The task – Report each line of the listing that contains the word "kitchen", copying every such line in full.

Data extract –
* Begin *

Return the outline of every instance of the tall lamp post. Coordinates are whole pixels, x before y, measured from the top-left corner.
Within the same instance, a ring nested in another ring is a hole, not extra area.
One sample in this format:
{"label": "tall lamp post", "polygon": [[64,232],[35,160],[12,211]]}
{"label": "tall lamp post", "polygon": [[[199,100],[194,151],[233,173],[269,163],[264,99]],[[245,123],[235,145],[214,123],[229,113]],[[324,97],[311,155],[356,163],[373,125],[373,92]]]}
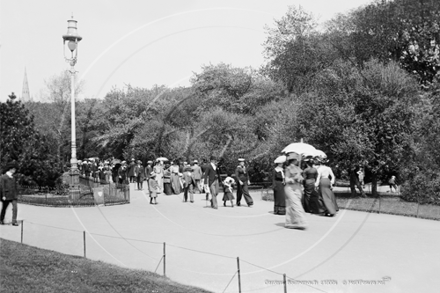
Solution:
{"label": "tall lamp post", "polygon": [[[76,24],[77,21],[69,19],[67,21],[67,34],[63,35],[64,58],[70,64],[71,74],[71,124],[72,124],[72,157],[70,159],[70,199],[78,199],[80,197],[79,190],[79,170],[78,160],[76,159],[76,119],[75,119],[75,64],[78,56],[78,43],[82,37],[78,35]],[[67,45],[66,45],[67,42]],[[70,50],[70,56],[66,57],[66,46]]]}

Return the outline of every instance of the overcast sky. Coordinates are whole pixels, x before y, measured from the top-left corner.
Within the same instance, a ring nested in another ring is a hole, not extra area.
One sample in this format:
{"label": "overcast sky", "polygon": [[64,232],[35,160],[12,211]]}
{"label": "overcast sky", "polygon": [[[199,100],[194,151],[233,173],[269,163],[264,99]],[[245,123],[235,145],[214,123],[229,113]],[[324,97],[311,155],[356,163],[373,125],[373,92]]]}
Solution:
{"label": "overcast sky", "polygon": [[124,84],[187,86],[204,64],[263,64],[264,26],[289,5],[325,21],[371,0],[0,0],[0,101],[29,90],[40,100],[45,80],[68,69],[62,35],[78,21],[79,98],[102,98]]}

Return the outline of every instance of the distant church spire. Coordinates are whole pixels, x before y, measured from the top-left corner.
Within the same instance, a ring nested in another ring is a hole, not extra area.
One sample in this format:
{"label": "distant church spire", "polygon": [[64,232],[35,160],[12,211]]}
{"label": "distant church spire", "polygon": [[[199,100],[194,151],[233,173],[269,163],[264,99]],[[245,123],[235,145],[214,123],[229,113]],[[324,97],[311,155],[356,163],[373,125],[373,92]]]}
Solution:
{"label": "distant church spire", "polygon": [[31,95],[29,93],[29,84],[27,82],[26,67],[24,68],[24,79],[23,79],[23,91],[21,92],[21,101],[29,102],[31,100]]}

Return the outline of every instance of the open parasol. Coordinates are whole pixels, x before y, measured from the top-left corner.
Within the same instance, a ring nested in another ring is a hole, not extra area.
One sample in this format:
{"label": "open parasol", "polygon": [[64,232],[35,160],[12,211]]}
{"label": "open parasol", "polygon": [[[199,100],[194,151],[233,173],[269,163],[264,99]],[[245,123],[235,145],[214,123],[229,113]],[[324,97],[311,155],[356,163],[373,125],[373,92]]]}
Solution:
{"label": "open parasol", "polygon": [[299,155],[303,154],[314,154],[316,151],[315,147],[310,144],[303,142],[294,142],[286,146],[281,152],[288,153],[297,153]]}
{"label": "open parasol", "polygon": [[156,159],[156,161],[169,161],[169,160],[165,157],[159,157]]}

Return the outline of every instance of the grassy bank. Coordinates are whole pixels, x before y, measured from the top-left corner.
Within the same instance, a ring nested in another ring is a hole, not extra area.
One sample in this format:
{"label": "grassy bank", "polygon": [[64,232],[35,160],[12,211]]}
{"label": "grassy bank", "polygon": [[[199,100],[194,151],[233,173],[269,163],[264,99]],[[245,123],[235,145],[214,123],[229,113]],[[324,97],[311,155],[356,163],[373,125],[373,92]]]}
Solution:
{"label": "grassy bank", "polygon": [[209,292],[155,273],[39,249],[0,238],[0,292]]}

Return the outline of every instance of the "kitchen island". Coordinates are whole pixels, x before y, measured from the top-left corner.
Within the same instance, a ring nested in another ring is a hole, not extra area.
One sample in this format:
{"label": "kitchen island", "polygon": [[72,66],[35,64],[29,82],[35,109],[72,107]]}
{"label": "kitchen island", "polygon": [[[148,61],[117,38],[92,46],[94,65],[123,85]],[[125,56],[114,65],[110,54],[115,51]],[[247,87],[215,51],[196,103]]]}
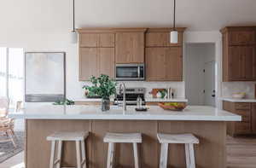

* End *

Task result –
Return the outline of every instance of the "kitchen island". Coordinates are whole pixels, x before y, measured from the top-left corner.
{"label": "kitchen island", "polygon": [[72,66],[35,64],[29,82],[35,109],[72,107]]}
{"label": "kitchen island", "polygon": [[[148,61],[117,38],[92,46],[94,65],[123,85]],[[125,56],[114,65],[110,54],[115,51]],[[247,87],[215,51],[196,103]]]}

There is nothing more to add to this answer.